BEGIN Records supplied

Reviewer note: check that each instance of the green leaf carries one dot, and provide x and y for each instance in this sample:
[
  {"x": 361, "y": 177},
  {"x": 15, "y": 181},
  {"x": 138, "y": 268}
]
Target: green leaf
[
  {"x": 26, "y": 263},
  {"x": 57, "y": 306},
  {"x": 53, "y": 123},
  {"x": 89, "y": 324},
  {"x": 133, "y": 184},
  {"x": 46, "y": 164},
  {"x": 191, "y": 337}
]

END Records supplied
BEGIN Records supplied

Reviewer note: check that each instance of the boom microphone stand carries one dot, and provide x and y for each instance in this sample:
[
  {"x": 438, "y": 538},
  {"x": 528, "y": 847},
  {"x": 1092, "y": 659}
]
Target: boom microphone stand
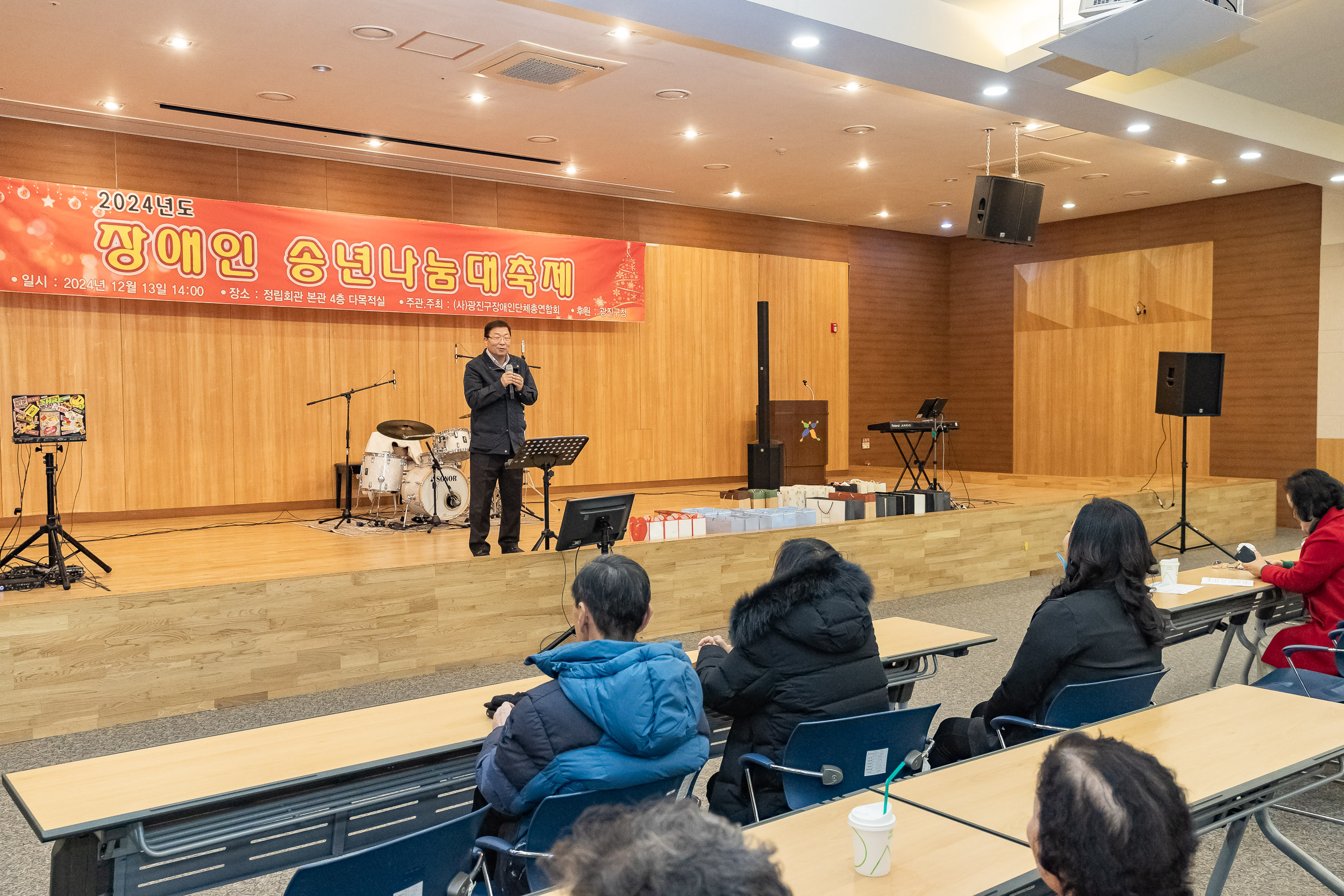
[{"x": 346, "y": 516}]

END Records supplied
BEGIN Records supplied

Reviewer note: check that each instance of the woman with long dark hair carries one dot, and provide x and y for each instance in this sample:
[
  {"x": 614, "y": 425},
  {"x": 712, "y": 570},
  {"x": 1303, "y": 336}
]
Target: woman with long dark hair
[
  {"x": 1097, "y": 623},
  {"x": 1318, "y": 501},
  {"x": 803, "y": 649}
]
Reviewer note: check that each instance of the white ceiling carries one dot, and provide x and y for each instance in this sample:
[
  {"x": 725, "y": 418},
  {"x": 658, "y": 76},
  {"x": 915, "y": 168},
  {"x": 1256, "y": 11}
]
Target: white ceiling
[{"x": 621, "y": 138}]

END Records supplied

Task requirements: Line by line, count how many lines of the entries contain the word "carries", and give only that number.

Answer section: 4